## [Yapmanız Gerekenler]
**A)** Spinoza'nın bilgi türleri üzerine metinde Spinoza adının geçtiği bütün cümleleri sırasıyla yazın.
**B)** Lütfen Spinoza'nın bilgi türleri üzerine metni son cümlesinden itibaren sürdürün.

***** Çalışma Metni

B - İkinci tür bilgi: Bunlar ise bilimsel bilgilerdir. Yeterli idelerden mantıksal çıkarsamalar ile elde ettiğimiz tümel önermeler bunlar. Yeterli ide ne olsa gerek? Onu da bir güzel açıklamış üstad. Eğer bir özellik parçada ve bütünde eşit olacak şekilde tüm cisimlerde ortaksa, onun idesi yeterli bir idedir. Bu kavramlara dayanan ilkelerden edinilecek mantıksal bilgiler bize doğanın doğru bilgisini verir.
C - Üçüncü tür bilgi: Bunlar da sezgisel bilgilerdir. Bu söz sizi yanıltmasın, kastedilen bilinci aşan gizemsel bilgiler değil. Maksadımız ilm-i simyacılık değil. Aksine idrak için en değerli, en erdemli şeyleri üçüncü bilgi sınıfı yolu ile elde ederiz biz. Spinoza’nın bununla kastı bilimsel bilgileri kullanarak henüz bilinmeyeni elde etmek. Bu aslında tüm dinlerin hoşgörüsü olmayan ama mecburen kabullendikleri bilim gerçeği. "Bildikçe Tanrıyı daha çok anlarız" diyor Spinoza. Tanrının daha çok bilinmesi daha çok anlaşılması ise hiçbir din erbabının işine gelmez. Satacak malları kalmaz sonra ellerinde.
Spinoza rastlantıdan hoşlanmaz. Rastlantı en fazla birinci türden bilgilerin edinilmesinde söz konusu olabilir. Buna bazı felsefeciler özgürlük kısıtlaması olarak yaklaşırlar ancak doğru olan Spinoza’nın bilinmeyeni aramanın önünü açmak ile yarattığı Tanrı olma özgürlüğü bu düşünce ile taban tabana zıttır. Spinoza insanoğluna Tanrı ile arasındaki mesafeyi kısaltabileceğinin müjdesini vermektedir.

**********
***** Kayıtlı Veriler

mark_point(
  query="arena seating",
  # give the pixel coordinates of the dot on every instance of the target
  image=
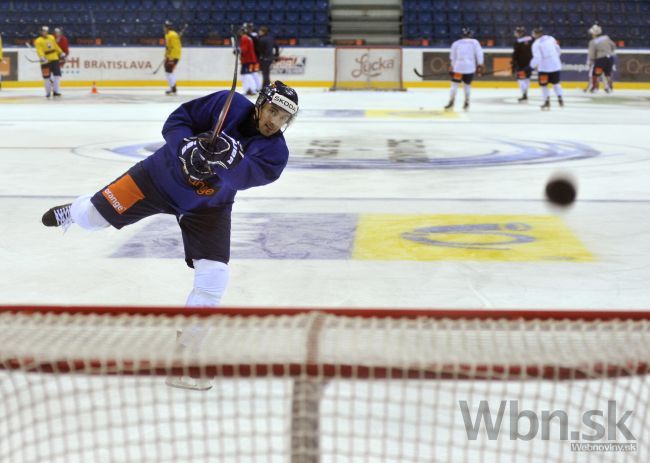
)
(439, 21)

**********

## [Görev Yanıtları]
**A)**
1. Spinoza’nın bununla kastı bilimsel bilgileri kullanarak henüz bilinmeyeni elde etmek.
2. "Bildikçe Tanrıyı daha çok anlarız" diyor Spinoza.
3. Spinoza rastlantıdan hoşlanmaz.
4. Buna bazı felsefeciler özgürlük kısıtlaması olarak yaklaşırlar ancak doğru olan Spinoza’nın bilinmeyeni aramanın önünü açmak ile yarattığı Tanrı olma özgürlüğü bu düşünce ile taban tabana zıttır.
5. Spinoza insanoğluna Tanrı ile arasındaki mesafeyi kısaltabileceğinin müjdesini vermektedir.

**B)**
Spinoza sonunda iyi ile kötüyü de irdelemeye başlar. Ona göre iyi ile kötüyü belirleyen insanın kendini koruma ve varlığını sürdürme isteğidir. Siz bir insana isterseniz çok yüce bir ülkü verin. Bu ülküye ulaşmak için yolunda ilerlerken kendine anlık bir zevk verecek bir objeye duyulan istek o an için bu yüce ülküye varmak için varolan istekten daha kuvvetlidir. Yani iyi ve kötü için olumlu ya da olumsuz tanımlamasını yapmak doğru değildir. Bunlar hem zamana hem insana hem de birbirlerine göre göreceli kavramlardır. Bunlar ise seçimleri yanlış yapmaya yöneltir ve insanı köle ederler. Kurtulmanın tek yolu ise bilge olmaktır. Çünkü bilgi insanı hem özgür hem de erdemli kılar.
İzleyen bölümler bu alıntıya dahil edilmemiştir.